Brief:
Copy word for word the stretch of the data below from the line containing "In the photo provided above, tightly box each throw" through the line containing "[140,230,194,243]", including both of those lines.
--- Data excerpts ---
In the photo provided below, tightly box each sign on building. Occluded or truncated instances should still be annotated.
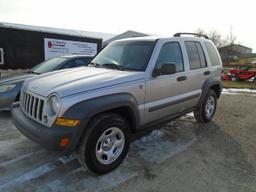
[44,38,97,60]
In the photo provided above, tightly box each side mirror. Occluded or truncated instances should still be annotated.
[152,63,176,77]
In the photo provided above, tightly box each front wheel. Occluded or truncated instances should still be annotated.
[194,89,217,123]
[78,113,129,174]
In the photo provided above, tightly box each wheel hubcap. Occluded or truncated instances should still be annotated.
[96,127,125,164]
[205,96,216,119]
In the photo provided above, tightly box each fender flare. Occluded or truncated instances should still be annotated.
[197,78,223,107]
[63,93,140,150]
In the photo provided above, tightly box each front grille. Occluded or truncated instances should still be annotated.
[20,91,44,122]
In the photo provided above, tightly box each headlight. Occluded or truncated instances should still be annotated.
[47,95,61,116]
[0,84,16,93]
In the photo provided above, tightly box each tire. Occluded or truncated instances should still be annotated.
[194,89,217,123]
[78,113,130,174]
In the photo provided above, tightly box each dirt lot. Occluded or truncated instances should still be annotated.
[0,94,256,192]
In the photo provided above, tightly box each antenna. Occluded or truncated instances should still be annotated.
[173,33,209,39]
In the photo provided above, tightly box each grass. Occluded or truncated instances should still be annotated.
[222,81,256,89]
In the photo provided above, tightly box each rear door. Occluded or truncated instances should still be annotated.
[184,40,211,103]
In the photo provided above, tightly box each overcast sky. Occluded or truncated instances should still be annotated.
[0,0,256,51]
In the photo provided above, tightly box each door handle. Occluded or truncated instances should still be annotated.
[177,76,188,81]
[204,71,211,75]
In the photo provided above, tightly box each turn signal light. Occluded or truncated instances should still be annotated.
[55,118,80,127]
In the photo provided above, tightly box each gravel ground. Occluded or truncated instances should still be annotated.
[0,94,256,192]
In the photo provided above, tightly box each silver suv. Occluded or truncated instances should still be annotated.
[12,33,222,174]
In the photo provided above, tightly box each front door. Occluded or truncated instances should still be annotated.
[144,41,190,123]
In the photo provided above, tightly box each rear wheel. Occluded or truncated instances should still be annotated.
[194,89,217,123]
[78,113,129,174]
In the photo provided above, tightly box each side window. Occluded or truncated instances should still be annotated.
[0,48,4,65]
[205,42,221,66]
[196,42,207,68]
[185,41,206,70]
[155,42,184,72]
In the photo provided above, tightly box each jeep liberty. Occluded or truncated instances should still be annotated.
[12,33,222,174]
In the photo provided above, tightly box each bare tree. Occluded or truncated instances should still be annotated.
[196,28,236,48]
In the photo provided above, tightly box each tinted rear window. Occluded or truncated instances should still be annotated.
[185,41,206,70]
[205,42,221,66]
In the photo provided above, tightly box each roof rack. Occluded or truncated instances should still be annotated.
[173,33,209,39]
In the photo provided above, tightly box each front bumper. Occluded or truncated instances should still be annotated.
[0,88,19,111]
[12,106,78,154]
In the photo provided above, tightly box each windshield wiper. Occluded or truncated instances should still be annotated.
[88,62,101,67]
[28,71,41,75]
[101,63,125,71]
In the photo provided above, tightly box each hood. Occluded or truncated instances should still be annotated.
[24,67,144,97]
[0,73,36,84]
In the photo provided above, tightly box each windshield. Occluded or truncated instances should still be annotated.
[30,57,68,74]
[91,41,155,71]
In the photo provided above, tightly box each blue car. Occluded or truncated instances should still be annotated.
[0,55,92,111]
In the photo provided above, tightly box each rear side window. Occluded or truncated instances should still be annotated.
[205,42,221,66]
[185,41,207,70]
[156,42,184,72]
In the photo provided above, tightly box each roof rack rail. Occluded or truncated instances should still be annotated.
[173,33,209,39]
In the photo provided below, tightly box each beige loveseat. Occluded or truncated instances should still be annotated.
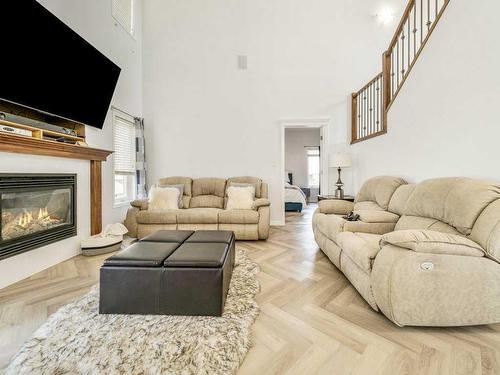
[313,177,500,326]
[124,176,270,240]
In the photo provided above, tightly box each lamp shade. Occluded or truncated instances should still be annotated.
[330,152,352,168]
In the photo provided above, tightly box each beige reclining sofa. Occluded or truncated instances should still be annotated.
[313,177,500,326]
[124,176,270,240]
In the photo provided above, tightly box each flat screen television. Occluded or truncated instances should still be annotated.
[0,0,120,128]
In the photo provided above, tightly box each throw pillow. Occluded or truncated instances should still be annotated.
[148,186,179,211]
[226,185,255,210]
[158,184,184,208]
[228,182,257,198]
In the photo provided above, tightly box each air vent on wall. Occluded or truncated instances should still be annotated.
[111,0,134,36]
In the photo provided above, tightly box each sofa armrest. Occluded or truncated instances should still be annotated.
[252,198,271,210]
[354,210,399,223]
[380,229,486,257]
[130,199,149,210]
[318,199,354,215]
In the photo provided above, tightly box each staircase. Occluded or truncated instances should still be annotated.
[351,0,450,144]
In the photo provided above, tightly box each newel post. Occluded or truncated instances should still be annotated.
[382,51,392,131]
[351,92,358,144]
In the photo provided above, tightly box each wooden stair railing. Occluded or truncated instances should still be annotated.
[351,0,450,144]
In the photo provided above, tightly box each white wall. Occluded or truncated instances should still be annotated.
[285,128,320,187]
[352,0,500,187]
[0,0,142,288]
[143,0,406,223]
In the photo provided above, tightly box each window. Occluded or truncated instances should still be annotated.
[112,0,135,36]
[113,110,135,206]
[307,147,319,188]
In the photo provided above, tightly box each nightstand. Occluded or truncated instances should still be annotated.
[318,194,354,202]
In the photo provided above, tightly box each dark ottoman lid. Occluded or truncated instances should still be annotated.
[104,242,179,267]
[186,230,234,243]
[164,243,229,268]
[140,230,194,243]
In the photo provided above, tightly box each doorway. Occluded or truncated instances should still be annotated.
[281,119,329,224]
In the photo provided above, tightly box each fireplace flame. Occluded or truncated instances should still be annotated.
[17,207,49,228]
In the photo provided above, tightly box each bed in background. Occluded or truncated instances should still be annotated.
[285,182,307,212]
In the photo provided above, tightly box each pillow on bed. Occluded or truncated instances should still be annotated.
[226,184,255,210]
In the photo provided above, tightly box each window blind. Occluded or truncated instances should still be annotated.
[112,0,134,35]
[113,114,135,173]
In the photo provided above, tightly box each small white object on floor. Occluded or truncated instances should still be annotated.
[81,223,128,256]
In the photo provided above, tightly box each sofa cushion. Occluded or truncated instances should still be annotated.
[137,210,180,224]
[189,195,224,208]
[219,210,259,224]
[226,176,265,198]
[356,176,406,210]
[148,186,180,211]
[177,208,222,224]
[470,199,500,263]
[353,201,385,211]
[337,232,381,273]
[354,210,399,223]
[380,230,484,256]
[394,215,460,234]
[405,177,500,235]
[389,184,416,216]
[314,213,346,241]
[193,177,226,198]
[158,176,193,196]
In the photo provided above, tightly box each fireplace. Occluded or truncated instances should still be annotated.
[0,174,76,259]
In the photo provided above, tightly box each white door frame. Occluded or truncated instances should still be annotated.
[276,117,330,225]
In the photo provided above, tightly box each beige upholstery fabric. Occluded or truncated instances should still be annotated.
[354,210,399,225]
[395,215,460,234]
[313,227,340,269]
[470,199,500,262]
[371,245,500,326]
[252,198,271,210]
[226,176,267,198]
[130,199,149,210]
[159,176,193,208]
[260,182,269,198]
[380,229,485,257]
[159,176,193,198]
[336,232,381,273]
[257,206,271,240]
[123,207,140,237]
[389,184,416,216]
[340,252,378,311]
[219,210,259,224]
[189,195,224,208]
[344,221,396,234]
[353,201,385,211]
[192,177,226,198]
[177,208,222,224]
[137,224,177,238]
[356,176,406,210]
[219,224,259,241]
[136,210,177,224]
[177,223,219,230]
[318,199,354,215]
[405,177,500,234]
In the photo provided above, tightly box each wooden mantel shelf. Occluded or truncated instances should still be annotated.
[0,133,113,161]
[0,133,113,235]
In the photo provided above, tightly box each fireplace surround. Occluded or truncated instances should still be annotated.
[0,174,76,259]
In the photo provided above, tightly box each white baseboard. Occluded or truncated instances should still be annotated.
[270,220,285,227]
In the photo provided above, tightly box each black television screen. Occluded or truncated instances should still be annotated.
[0,0,120,128]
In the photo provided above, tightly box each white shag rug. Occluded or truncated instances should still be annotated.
[6,249,259,375]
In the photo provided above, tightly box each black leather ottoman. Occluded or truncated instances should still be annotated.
[99,231,235,316]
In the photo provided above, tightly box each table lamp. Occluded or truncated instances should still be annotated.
[330,152,352,199]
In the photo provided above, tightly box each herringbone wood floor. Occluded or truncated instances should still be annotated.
[0,207,500,375]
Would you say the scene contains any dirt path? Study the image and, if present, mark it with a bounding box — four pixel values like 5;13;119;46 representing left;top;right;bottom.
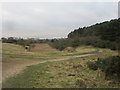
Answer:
2;53;98;81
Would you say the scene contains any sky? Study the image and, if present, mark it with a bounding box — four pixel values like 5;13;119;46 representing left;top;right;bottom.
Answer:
2;2;118;38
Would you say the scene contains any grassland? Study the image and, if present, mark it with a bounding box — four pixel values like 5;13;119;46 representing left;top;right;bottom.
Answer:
3;44;120;88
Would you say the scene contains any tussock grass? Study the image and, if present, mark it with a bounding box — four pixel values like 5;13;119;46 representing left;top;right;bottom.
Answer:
3;49;120;88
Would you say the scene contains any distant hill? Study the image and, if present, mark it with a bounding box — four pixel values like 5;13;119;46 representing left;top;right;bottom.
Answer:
68;18;120;41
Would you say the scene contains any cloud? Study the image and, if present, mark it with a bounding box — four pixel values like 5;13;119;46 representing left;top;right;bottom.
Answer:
2;2;117;38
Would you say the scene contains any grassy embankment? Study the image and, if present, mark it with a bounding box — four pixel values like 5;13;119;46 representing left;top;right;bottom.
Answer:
3;44;118;88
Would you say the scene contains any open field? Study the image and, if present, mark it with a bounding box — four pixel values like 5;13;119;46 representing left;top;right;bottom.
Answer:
3;43;119;88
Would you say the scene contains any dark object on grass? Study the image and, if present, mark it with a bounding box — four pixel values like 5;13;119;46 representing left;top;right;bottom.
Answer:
68;74;75;76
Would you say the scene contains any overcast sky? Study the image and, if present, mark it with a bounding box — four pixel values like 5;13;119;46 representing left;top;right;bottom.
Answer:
2;2;118;38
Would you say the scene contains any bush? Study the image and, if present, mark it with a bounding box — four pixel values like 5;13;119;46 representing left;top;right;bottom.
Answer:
86;62;98;70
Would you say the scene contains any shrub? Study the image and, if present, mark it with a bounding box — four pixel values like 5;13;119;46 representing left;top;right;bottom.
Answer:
86;62;98;70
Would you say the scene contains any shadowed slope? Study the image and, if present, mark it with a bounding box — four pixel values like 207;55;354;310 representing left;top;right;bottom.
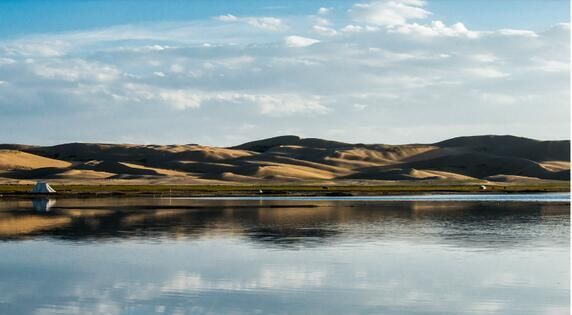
---
Written solution:
In the photo provided above, tightly box each throw pillow. Occluded or truncated instances should still be annotated.
[148,186,179,211]
[226,185,255,210]
[158,184,184,208]
[228,182,257,198]
In the photo provided above, tightly box each air vent on wall. Occluded or truncated instances should still be annotated.
[111,0,134,36]
In the photo provided above, tightly box each sofa armrest. Occluded or truncated instances should still be annotated.
[252,198,271,210]
[354,210,399,223]
[380,229,486,257]
[130,199,149,210]
[318,199,354,215]
In the photo provided above, tightly box each staircase. Occluded or truncated instances should still be annotated.
[351,0,450,144]
In the photo provided above, tightly box each newel post. Occluded or truncated instances should still be annotated.
[382,51,392,131]
[351,92,358,144]
In the photo provided above, tightly box each wooden stair railing. Occluded or truncated instances should still be annotated.
[351,0,450,144]
In the photo provided above, tightly box each white wall. Occluded or truncated instances should still be annotated.
[285,128,320,187]
[352,0,500,187]
[0,0,142,288]
[143,0,406,223]
In the photo provided above, tightly box each window. Occluded or truncated instances should still be annotated.
[112,0,135,36]
[113,110,135,206]
[307,147,319,188]
In the photo provided above, tightly box each nightstand. Occluded or truncated instances should still be annotated.
[318,194,354,202]
In the photo provided above, tightly box each dark ottoman lid. Occluded or truncated instances should still be annotated.
[104,242,179,267]
[186,230,234,243]
[164,243,229,268]
[140,230,194,243]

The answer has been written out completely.